# EXERCISE OBJECTIVE
Leave out the pictures and copy the remaining records exactly.

[DATA EXTRACT Boundary: Start]

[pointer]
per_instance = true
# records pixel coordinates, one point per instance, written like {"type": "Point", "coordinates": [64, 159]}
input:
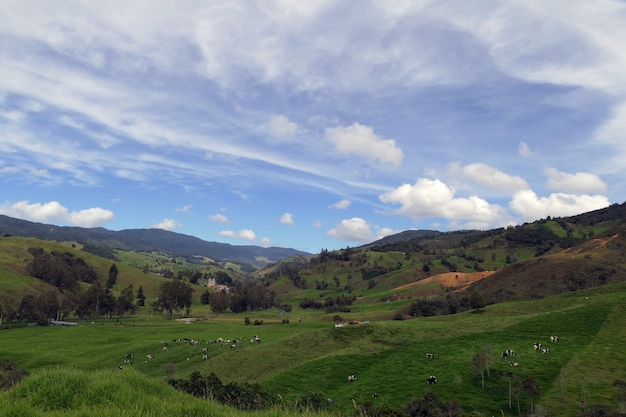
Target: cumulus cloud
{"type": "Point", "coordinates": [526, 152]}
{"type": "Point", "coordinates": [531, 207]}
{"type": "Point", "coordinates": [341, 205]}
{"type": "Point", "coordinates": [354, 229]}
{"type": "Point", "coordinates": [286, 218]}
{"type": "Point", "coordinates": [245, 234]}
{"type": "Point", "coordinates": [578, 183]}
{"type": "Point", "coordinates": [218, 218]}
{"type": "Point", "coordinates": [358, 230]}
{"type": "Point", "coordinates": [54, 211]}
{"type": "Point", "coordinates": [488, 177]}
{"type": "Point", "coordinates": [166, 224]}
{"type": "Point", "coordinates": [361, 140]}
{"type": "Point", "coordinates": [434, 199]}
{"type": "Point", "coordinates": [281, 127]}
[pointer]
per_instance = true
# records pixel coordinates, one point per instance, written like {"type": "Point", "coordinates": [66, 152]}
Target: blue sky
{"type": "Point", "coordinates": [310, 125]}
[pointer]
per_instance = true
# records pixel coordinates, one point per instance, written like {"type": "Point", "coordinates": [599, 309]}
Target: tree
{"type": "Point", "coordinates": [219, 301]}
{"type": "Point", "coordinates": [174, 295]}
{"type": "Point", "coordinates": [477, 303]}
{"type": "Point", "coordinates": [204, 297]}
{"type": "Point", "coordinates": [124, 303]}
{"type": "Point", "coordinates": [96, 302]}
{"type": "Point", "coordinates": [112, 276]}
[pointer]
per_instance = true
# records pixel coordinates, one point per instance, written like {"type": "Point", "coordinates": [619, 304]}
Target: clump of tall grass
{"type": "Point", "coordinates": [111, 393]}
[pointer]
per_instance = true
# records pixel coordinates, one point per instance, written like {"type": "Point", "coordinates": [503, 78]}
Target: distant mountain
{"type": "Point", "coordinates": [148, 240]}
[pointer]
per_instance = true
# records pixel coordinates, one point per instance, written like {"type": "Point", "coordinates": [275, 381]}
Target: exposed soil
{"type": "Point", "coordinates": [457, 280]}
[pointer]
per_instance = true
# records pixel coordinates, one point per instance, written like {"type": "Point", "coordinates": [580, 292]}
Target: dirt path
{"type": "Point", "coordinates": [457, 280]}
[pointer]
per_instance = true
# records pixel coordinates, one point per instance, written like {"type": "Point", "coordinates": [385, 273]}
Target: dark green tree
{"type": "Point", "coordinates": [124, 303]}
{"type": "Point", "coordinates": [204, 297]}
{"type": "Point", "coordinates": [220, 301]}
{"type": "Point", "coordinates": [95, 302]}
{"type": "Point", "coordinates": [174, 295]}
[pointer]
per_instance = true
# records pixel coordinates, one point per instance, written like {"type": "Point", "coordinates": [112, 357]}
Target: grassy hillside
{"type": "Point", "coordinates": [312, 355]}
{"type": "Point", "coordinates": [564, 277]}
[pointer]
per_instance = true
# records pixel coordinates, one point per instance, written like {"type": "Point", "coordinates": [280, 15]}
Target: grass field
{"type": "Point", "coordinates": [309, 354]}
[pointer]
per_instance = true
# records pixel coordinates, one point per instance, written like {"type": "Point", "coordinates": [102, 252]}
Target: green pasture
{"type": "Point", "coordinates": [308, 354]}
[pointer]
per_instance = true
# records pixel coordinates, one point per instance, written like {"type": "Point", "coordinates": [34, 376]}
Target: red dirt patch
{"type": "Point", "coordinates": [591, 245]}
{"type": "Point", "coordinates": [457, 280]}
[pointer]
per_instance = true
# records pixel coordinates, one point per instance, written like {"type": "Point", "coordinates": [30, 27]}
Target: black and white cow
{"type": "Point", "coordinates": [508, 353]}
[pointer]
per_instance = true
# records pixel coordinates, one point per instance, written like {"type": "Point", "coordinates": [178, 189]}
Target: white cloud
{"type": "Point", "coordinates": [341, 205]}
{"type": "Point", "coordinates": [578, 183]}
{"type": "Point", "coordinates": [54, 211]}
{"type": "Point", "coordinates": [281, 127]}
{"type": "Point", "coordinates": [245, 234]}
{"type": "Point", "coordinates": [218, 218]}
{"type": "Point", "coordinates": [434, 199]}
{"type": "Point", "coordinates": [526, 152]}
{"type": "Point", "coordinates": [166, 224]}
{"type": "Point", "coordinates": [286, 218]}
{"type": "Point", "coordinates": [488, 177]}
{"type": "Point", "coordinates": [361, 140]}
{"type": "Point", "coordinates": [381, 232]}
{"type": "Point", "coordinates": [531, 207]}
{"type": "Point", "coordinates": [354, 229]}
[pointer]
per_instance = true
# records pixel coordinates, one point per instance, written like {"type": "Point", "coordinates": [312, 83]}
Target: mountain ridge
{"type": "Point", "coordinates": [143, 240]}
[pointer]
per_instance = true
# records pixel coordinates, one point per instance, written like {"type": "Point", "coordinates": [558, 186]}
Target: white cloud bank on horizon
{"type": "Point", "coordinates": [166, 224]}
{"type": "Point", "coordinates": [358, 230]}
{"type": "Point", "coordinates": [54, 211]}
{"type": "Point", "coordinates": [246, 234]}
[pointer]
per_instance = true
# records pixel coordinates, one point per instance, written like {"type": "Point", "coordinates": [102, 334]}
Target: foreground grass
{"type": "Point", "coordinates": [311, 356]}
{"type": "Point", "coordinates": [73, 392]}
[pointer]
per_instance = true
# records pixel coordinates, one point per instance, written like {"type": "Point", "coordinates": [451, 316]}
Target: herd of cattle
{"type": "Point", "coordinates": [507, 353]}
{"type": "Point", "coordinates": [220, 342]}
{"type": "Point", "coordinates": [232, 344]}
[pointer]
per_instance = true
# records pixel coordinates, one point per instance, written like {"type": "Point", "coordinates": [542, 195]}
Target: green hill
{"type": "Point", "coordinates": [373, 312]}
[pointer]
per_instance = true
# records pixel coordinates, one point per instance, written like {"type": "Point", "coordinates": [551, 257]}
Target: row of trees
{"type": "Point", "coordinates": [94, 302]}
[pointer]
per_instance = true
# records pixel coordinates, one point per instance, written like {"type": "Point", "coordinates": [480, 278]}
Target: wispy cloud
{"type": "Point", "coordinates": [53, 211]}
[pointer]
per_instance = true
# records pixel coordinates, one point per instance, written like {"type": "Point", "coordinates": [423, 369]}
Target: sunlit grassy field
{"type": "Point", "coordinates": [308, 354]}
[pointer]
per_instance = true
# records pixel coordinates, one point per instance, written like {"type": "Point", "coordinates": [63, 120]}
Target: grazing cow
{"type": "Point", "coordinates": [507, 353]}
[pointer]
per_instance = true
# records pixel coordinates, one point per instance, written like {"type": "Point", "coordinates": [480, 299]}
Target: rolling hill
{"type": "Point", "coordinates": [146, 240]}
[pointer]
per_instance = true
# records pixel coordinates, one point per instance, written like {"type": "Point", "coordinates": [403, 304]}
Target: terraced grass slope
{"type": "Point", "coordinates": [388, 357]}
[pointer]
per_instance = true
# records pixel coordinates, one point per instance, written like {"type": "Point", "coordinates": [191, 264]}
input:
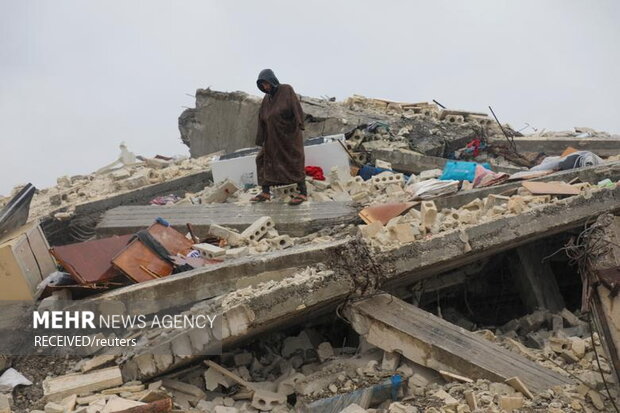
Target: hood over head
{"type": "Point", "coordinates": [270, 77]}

[DATA EXTRACT Boundary: End]

# THE COMPLETED TASK
[pointer]
per_instance = true
# records pixel coordinates, one point per instance, written like {"type": "Point", "coordinates": [64, 159]}
input:
Target: cumulus cloud
{"type": "Point", "coordinates": [526, 152]}
{"type": "Point", "coordinates": [531, 207]}
{"type": "Point", "coordinates": [341, 205]}
{"type": "Point", "coordinates": [354, 229]}
{"type": "Point", "coordinates": [286, 218]}
{"type": "Point", "coordinates": [245, 234]}
{"type": "Point", "coordinates": [578, 183]}
{"type": "Point", "coordinates": [218, 218]}
{"type": "Point", "coordinates": [358, 230]}
{"type": "Point", "coordinates": [54, 211]}
{"type": "Point", "coordinates": [488, 177]}
{"type": "Point", "coordinates": [166, 224]}
{"type": "Point", "coordinates": [361, 140]}
{"type": "Point", "coordinates": [434, 199]}
{"type": "Point", "coordinates": [281, 127]}
[pointer]
per_instance = true
# records pixel coordinates, one point per instance, written like {"type": "Point", "coordinates": [66, 152]}
Target: blue sky
{"type": "Point", "coordinates": [310, 125]}
[pointer]
per_instance = true
# records pixel coordinates, one point per instance, written like {"type": "Point", "coordinates": [599, 309]}
Target: tree
{"type": "Point", "coordinates": [219, 301]}
{"type": "Point", "coordinates": [174, 295]}
{"type": "Point", "coordinates": [477, 303]}
{"type": "Point", "coordinates": [204, 297]}
{"type": "Point", "coordinates": [124, 303]}
{"type": "Point", "coordinates": [96, 302]}
{"type": "Point", "coordinates": [112, 276]}
[pointer]
per_instance = true
# records pixel coordinates, one point per instance, written like {"type": "Point", "coordinates": [619, 304]}
Target: clump of tall grass
{"type": "Point", "coordinates": [111, 393]}
[pointer]
per_instance = true
# records pixel coordinates, one point per instance, written like {"type": "Point", "coordinates": [503, 78]}
Target: distant mountain
{"type": "Point", "coordinates": [148, 240]}
[pointer]
per_instance = true
# records pixel coordinates, one point per instance, written like {"type": "Point", "coordinates": [275, 381]}
Target: exposed soil
{"type": "Point", "coordinates": [457, 280]}
[pointer]
per_instance = true
# records pixel coordinates, one point per instance, written like {"type": "Point", "coordinates": [580, 292]}
Target: dirt path
{"type": "Point", "coordinates": [457, 280]}
[pointer]
per_instance = true
# records pixel coordinates, one point per instance, written like {"type": "Point", "coordinates": [385, 273]}
Target: dark green tree
{"type": "Point", "coordinates": [124, 303]}
{"type": "Point", "coordinates": [204, 297]}
{"type": "Point", "coordinates": [220, 301]}
{"type": "Point", "coordinates": [95, 302]}
{"type": "Point", "coordinates": [174, 295]}
[pointer]
per_instance = true
# records pixel coordinates, one point per instance, written like {"type": "Point", "coordinates": [112, 357]}
Target: grassy hillside
{"type": "Point", "coordinates": [312, 355]}
{"type": "Point", "coordinates": [564, 277]}
[pointer]
per_instance = true
# records pixel coordinates, one point per instance, written like {"type": "Point", "coordinates": [280, 15]}
Target: grass field
{"type": "Point", "coordinates": [309, 354]}
[pointer]
per_instance = true
# records pixel coordinates, one point per instance, written like {"type": "Point", "coordinates": [102, 252]}
Target: green pasture
{"type": "Point", "coordinates": [308, 354]}
[pointer]
per_instance = true
# records pixel coordinates, one point per instance, written like {"type": "Point", "coordinates": [34, 376]}
Target: red dirt patch
{"type": "Point", "coordinates": [591, 245]}
{"type": "Point", "coordinates": [457, 280]}
[pointer]
per_instance = true
# records pixel coordinates, one point per instance, written like {"type": "Point", "coordinates": [30, 27]}
Target: black and white cow
{"type": "Point", "coordinates": [508, 353]}
[pointer]
per_instance = true
# records pixel coordinates, one point per instance, written like {"type": "Point", "coordinates": [178, 189]}
Target: white cloud
{"type": "Point", "coordinates": [341, 205]}
{"type": "Point", "coordinates": [578, 183]}
{"type": "Point", "coordinates": [54, 211]}
{"type": "Point", "coordinates": [281, 127]}
{"type": "Point", "coordinates": [245, 234]}
{"type": "Point", "coordinates": [218, 218]}
{"type": "Point", "coordinates": [434, 199]}
{"type": "Point", "coordinates": [526, 152]}
{"type": "Point", "coordinates": [166, 224]}
{"type": "Point", "coordinates": [286, 218]}
{"type": "Point", "coordinates": [488, 177]}
{"type": "Point", "coordinates": [361, 140]}
{"type": "Point", "coordinates": [381, 232]}
{"type": "Point", "coordinates": [531, 207]}
{"type": "Point", "coordinates": [354, 229]}
[pointer]
per_instance = true
# records pixel coordinates, one point per instance, written like {"type": "Point", "coordinates": [312, 83]}
Target: mountain ridge
{"type": "Point", "coordinates": [143, 240]}
[pointer]
per_instance = true
# records pixel coordinates, one point per instance, written like {"type": "Point", "coordinates": [558, 186]}
Target: white cloud bank on horizon
{"type": "Point", "coordinates": [166, 224]}
{"type": "Point", "coordinates": [358, 230]}
{"type": "Point", "coordinates": [54, 211]}
{"type": "Point", "coordinates": [246, 234]}
[pointer]
per_instance = true
# records pixel coordinates, one point per instance, written like {"type": "Point", "coordinates": [102, 334]}
Target: foreground grass
{"type": "Point", "coordinates": [311, 356]}
{"type": "Point", "coordinates": [73, 392]}
[pointer]
per_instance = true
# records pixel coordinates, one point per instance, written like {"type": "Point", "coordinates": [451, 316]}
Target: herd of cattle
{"type": "Point", "coordinates": [507, 353]}
{"type": "Point", "coordinates": [220, 342]}
{"type": "Point", "coordinates": [232, 344]}
[pointer]
per_instance = true
# records pixel coordinates, one point per instance, written like {"type": "Point", "coordinates": [542, 195]}
Target: green hill
{"type": "Point", "coordinates": [373, 312]}
[pointer]
per_instance = true
# records pixel coordinates, one point per instance, written like {"type": "Point", "coordinates": [551, 257]}
Target: row of trees
{"type": "Point", "coordinates": [94, 302]}
[pointer]
per_instance = true
# records pixel coordinates, one point per instance, written like {"type": "Point", "coordinates": [480, 278]}
Target: wispy cloud
{"type": "Point", "coordinates": [53, 211]}
[pointer]
per_instance = true
# records pixel coordinates, one point per instance, written like {"type": "Point", "coordinates": [423, 369]}
Target: sunlit grassy field
{"type": "Point", "coordinates": [308, 354]}
[pointer]
per_instance = true
# records pixel coordinates, one point per instance, written like {"type": "Point", "coordinates": [63, 120]}
Target: grazing cow
{"type": "Point", "coordinates": [507, 353]}
[pointer]
per_instance = true
# records pixel coordinates, one point per instance, written like {"type": "Point", "coordinates": [480, 299]}
Target: rolling hill
{"type": "Point", "coordinates": [146, 240]}
[pointer]
per_instance = true
# records pixel coordinates, one point per instance, written like {"type": "Point", "coordinates": [403, 304]}
Target: terraced grass slope
{"type": "Point", "coordinates": [388, 357]}
[pointer]
per_instance = true
# records pixel coordinates, one point per instance, written like {"type": "Point", "coordinates": [191, 264]}
input:
Target: hood over head
{"type": "Point", "coordinates": [270, 77]}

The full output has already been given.